◆ **What the task asks**
In the material below, swap each occurrence of "put one dot on every instance" for "mark each instance with a single dot" and reproduce all the lines with nothing else changed.

◆ **Data excerpts**
- - -

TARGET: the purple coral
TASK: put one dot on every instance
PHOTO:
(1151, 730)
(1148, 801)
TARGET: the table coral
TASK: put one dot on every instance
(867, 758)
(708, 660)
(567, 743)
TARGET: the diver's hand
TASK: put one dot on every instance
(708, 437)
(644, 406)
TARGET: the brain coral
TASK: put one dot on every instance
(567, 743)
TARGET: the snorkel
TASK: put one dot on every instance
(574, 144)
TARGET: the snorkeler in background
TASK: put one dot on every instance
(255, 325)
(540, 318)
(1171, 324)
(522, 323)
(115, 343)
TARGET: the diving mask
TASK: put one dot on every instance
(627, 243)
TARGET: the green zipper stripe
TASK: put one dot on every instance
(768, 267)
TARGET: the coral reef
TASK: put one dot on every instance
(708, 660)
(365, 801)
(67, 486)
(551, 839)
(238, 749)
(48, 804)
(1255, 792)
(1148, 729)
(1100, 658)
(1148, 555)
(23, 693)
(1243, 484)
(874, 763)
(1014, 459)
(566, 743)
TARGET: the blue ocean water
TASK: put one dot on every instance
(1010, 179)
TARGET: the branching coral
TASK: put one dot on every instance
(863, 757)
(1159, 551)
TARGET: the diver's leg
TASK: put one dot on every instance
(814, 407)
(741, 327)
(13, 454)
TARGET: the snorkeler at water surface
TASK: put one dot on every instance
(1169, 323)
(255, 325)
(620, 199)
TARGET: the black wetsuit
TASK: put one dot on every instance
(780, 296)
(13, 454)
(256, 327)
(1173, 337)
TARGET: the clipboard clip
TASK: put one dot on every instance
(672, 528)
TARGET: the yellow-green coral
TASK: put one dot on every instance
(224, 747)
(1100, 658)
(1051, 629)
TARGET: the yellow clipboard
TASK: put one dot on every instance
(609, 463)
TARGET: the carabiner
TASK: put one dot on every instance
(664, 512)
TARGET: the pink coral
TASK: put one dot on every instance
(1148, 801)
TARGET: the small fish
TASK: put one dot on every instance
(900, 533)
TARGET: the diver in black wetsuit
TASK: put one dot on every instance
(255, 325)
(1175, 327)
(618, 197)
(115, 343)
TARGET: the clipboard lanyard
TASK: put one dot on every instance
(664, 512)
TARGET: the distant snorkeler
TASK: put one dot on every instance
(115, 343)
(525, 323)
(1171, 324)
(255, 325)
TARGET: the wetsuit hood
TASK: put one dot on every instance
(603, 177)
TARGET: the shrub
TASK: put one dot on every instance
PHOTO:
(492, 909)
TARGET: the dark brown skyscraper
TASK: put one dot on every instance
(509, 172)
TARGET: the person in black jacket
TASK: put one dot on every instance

- - -

◆ **Task answer**
TARGET: the purple coral
TASK: mark each instance with a single dot
PHOTO:
(1151, 730)
(1148, 801)
TARGET: the table coral
TASK: mark each instance with a single dot
(867, 758)
(708, 660)
(567, 743)
TARGET: the diver's hand
TASK: mark each instance with a single dot
(708, 437)
(644, 406)
TARGET: the brain coral
TASK: mark each instance with a single dot
(567, 743)
TARGET: the snorkel
TASK: mark each instance with a single dot
(574, 144)
TARGET: the snorkeler in background
TASK: mark each instance with a single dot
(255, 325)
(540, 318)
(1171, 324)
(522, 323)
(115, 343)
TARGET: the diving mask
TASK: mark each instance with a single dot
(627, 243)
TARGET: the green zipper stripe
TASK: mark each instance with a single dot
(768, 267)
TARGET: the coral reef
TASK: mark each instance with a single dot
(708, 660)
(365, 801)
(67, 486)
(551, 839)
(238, 749)
(48, 804)
(1255, 792)
(1148, 729)
(1100, 658)
(1148, 555)
(23, 693)
(1243, 484)
(874, 763)
(1014, 459)
(566, 743)
TARGET: the blue ocean water
TASK: mark each instance with a single dot
(1010, 179)
TARGET: the branching coral
TASK: mark each instance with a single dot
(863, 757)
(1159, 551)
TARGET: the diver's leg
TASK: mark each instance with a single dot
(814, 407)
(741, 327)
(13, 454)
TARGET: the snorkeler at water surface
TASK: mark each instance with a single dot
(1169, 323)
(255, 325)
(620, 199)
TARGET: the black wetsuit
TASK: mark each instance with a single dot
(780, 296)
(13, 454)
(256, 327)
(1173, 337)
TARGET: the clipboard clip
TASK: mark each instance with a single dot
(672, 528)
TARGET: the yellow-green coral
TASK: mark each instance with a single dot
(224, 747)
(1100, 658)
(1051, 629)
TARGET: the yellow clipboard
TASK: mark each instance with a single dot
(609, 463)
TARGET: the carabiner
TASK: mark each instance with a single dot
(664, 512)
TARGET: the pink coral
TASK: mark each instance with a single dot
(1148, 801)
TARGET: the small fish
TASK: mark each instance with a single dot
(900, 533)
TARGET: the diver in black wetsuit
TASK: mark each instance with a single dot
(255, 325)
(1175, 327)
(618, 197)
(115, 343)
TARGET: the clipboard lanyard
TASK: mark each instance with a single dot
(664, 512)
TARGET: the distant snorkeler
TASK: mark each instance with a single dot
(115, 343)
(525, 323)
(1171, 324)
(255, 325)
TARGET: the wetsuit hood
TASK: mark each instance with a single dot
(603, 177)
TARGET: the shrub
TASK: mark each instance with a single dot
PHOTO:
(492, 909)
TARGET: the dark brown skyscraper
TASK: mark each instance with a single dot
(509, 172)
TARGET: the person in black jacket
TASK: mark each instance with a single dot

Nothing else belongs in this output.